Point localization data
*** Block opens ***
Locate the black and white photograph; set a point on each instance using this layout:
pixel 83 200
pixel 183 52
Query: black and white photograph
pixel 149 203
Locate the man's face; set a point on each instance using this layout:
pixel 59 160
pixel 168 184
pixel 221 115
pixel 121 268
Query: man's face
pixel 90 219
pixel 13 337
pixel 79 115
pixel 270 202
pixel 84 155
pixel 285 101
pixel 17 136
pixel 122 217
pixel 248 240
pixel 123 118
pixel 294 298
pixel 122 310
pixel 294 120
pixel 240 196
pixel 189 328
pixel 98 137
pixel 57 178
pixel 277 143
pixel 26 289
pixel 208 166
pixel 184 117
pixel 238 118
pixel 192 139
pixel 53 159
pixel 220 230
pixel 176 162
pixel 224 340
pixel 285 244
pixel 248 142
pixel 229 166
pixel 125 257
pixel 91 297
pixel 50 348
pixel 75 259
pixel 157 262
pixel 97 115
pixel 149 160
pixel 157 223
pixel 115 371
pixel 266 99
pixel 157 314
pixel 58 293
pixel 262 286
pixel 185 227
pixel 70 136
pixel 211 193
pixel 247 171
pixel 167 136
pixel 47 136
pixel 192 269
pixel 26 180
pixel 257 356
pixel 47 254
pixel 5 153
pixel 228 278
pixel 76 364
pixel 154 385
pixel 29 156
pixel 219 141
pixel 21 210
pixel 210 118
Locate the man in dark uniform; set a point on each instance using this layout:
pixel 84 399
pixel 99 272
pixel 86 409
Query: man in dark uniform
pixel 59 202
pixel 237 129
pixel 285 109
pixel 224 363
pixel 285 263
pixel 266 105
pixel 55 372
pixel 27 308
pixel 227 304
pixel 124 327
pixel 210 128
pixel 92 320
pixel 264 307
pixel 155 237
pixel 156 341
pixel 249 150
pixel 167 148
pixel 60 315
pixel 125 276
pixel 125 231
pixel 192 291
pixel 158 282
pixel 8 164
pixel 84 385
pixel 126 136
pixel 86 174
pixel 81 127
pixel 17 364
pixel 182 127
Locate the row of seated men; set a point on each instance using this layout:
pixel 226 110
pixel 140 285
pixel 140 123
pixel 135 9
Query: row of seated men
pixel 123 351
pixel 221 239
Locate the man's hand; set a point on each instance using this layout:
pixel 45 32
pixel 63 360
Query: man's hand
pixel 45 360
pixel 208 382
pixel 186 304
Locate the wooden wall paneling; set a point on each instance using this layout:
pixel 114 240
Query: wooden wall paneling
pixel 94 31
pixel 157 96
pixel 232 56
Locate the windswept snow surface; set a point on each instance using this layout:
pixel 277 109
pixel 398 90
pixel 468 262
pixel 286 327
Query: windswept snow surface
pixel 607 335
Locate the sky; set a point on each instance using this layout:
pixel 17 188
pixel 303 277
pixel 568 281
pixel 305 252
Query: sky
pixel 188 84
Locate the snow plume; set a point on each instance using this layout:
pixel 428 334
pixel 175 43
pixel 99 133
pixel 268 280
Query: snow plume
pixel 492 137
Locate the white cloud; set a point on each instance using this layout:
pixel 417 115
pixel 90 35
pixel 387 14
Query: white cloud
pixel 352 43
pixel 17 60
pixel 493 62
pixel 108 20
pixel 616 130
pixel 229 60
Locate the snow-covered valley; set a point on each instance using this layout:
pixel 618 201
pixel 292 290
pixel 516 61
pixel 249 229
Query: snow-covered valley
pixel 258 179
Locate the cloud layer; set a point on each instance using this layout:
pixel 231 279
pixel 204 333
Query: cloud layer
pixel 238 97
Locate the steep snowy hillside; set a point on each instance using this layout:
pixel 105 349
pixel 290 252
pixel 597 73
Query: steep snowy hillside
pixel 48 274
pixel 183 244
*** Block closes ***
Work item:
Lines from the top of the data above through the line with "pixel 121 268", both ends included: copy them exactly, nothing more.

Output for this task:
Locate the black and white photograph; set a point on each instance using this layout:
pixel 83 200
pixel 183 52
Query: black and white photograph
pixel 149 203
Locate the man's face; set a point on each instance using this layout:
pixel 59 160
pixel 168 184
pixel 221 115
pixel 121 268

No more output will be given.